WHAT TO DO:
• a. According to the post on Seymour Hersh's Iran reporting, how much spending did the Presidential Finding authorize to destabilize Iran?
• b. Continue the post on Seymour Hersh's Iran reporting from its final sentence.

So Seymour Hersh came out with another investigation of the coming attack on Iran. Terry Gross devoted a whole hour to interviewing Hersh about his New Yorker piece.

I have a hard time with Hersh. There are not many, maybe even no other, investigative journalists that have a record like his: Pulitzer Prize for breaking the My Lai massacre, KAL 007, Israeli nukes, Project Jennifer, doing a lot of the initial reporting on Abu Ghraib (but not all), to name a few scoops.

Lately Hersh has made US saber rattling against Iran his beat.

Hersh's scoop this time was that Congressional and Senate leaders had green lighted Presidential Finding authorizing spending up to 400 million dollars to destabilize Iran and allowed US operatives to use deadly force on the ground in Iran in capturing "high-value targets" and remove them to Iraq for detention and interrogation.

For Hersh, it all looks a lot like the march to war against Iraq, another attempt to hoodwink the U.S. into another disastrous war. But is it?

There a lot of different ways to look at the inauguration of clandestine campaign against Iran:

- It is angling for a casus belli.

- It is just business as usual in the War on Terror and they are just going after The Bad Guys.

- It is trying to turn up the pressure on Iran to back off its support of Iraqi insurgents.

- It is trying to turn up the pressure on Iran to negotiate on the nuclear impasse.

- It is trying to obtain information on Iran's nuke program.

- All of the above more or less.

But Hersh has not really nailed down what the Bushies are trying to do. While the "lethal force" clauses of the finding, Cheney cranking out lists of Iranian "high value targets" are juicy, from a journalistic point of view, they aren't the same as figuring out what Bush and Cheney are after.

While Hersh got wind of the finding and some of contents, he didn't dig up much on what the actual operations are, much less what objectives they are meant to achieve.

Hersh buries not one, but two leads in the article.

The first lead is that the Presidential finding is just another end run around Congressional oversight. The finding and approval process applies only to skulduggery involving the CIA but not to skulduggery carried out by the military, so the White House argues. The Joint Special Operations Command (JSOC) is immune from Congress looking over its shoulder since Bush is the Commander in Chief.

The cloak and dagger ops in Iran are a joint CIA and DOD (and who knows what other agency) operation. So the $400 million budget presumably doesn't fund the whole campaign. And nobody, including Hersh, has any clear idea what the JSOC operatives are getting up to either.

The second lead is that the Bushies gave the heave-ho to yet another uppity senior military officer.

This time it was Admiral William Fallon, former head of Central Command, the military area responsible for that fun-filled part of the world including Iraq, Iran and Afghanistan.

Fallon had the temerity to ask questions about what kind of JSOC operations where being carried under his command and tangled with the Prince of Darkness, Dick Cheney. Fallon lost and got the consolation prize of early retirement.

Has there ever been an Administration so actively hostile to its senior military? How many general officers have they shunted off into obscurity for not following the party line? Bush has done outdone Truman sacking MacArthur several times over.

PROVIDED RECORDS:

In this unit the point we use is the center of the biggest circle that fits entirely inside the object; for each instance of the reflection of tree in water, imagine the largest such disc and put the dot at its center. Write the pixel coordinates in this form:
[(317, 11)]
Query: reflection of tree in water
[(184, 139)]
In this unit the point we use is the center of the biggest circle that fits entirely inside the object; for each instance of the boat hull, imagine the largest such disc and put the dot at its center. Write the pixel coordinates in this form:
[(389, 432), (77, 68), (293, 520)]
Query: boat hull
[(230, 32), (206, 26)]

ANSWERS FOR THE EXERCISE:
• a. Up to 400 million dollars.

• b.
Hersh has always got himself in trouble with his public statement and his writing. Hersh's article is measured and meaty. His performance on Fresh Air was alarmist. Hersh drops the qualifications and specifics when speaking. When I listen to Hersh, I have a mental image of Jason Robards in "All the President's Men" saying "It feels thin." Hersh needs a verbal editor.



(Post a new comment)

US-Iran
(Anonymous)
2008-07-10 06:32 pm UTC (link)
The United States and the Bush administration have been threatening Iran for years with its foreign policy and its rhetoric. What we need to do now is back off and leave Iran an honorable path of retreat (Colin Powell, Craft of Diplomacy, 2004).

Bush and his cronies say they want peace and diplomacy, but the problem with the members of Bush administration is that you can't trust them. You can't take what they at face value.

“I believe President Bush is going to order air strikes (on Iran) before he leaves office”
-Norman Podhoretz (Lyons, 2007).


As former Nixon aide John W. Dean wrote, “George W. Bush and Richard B. Cheney have created the most secretive presidency of my lifetime. Their secrecy is far worse than during Watergate” (quoted in Wittkopf and Jones, 2008, 329).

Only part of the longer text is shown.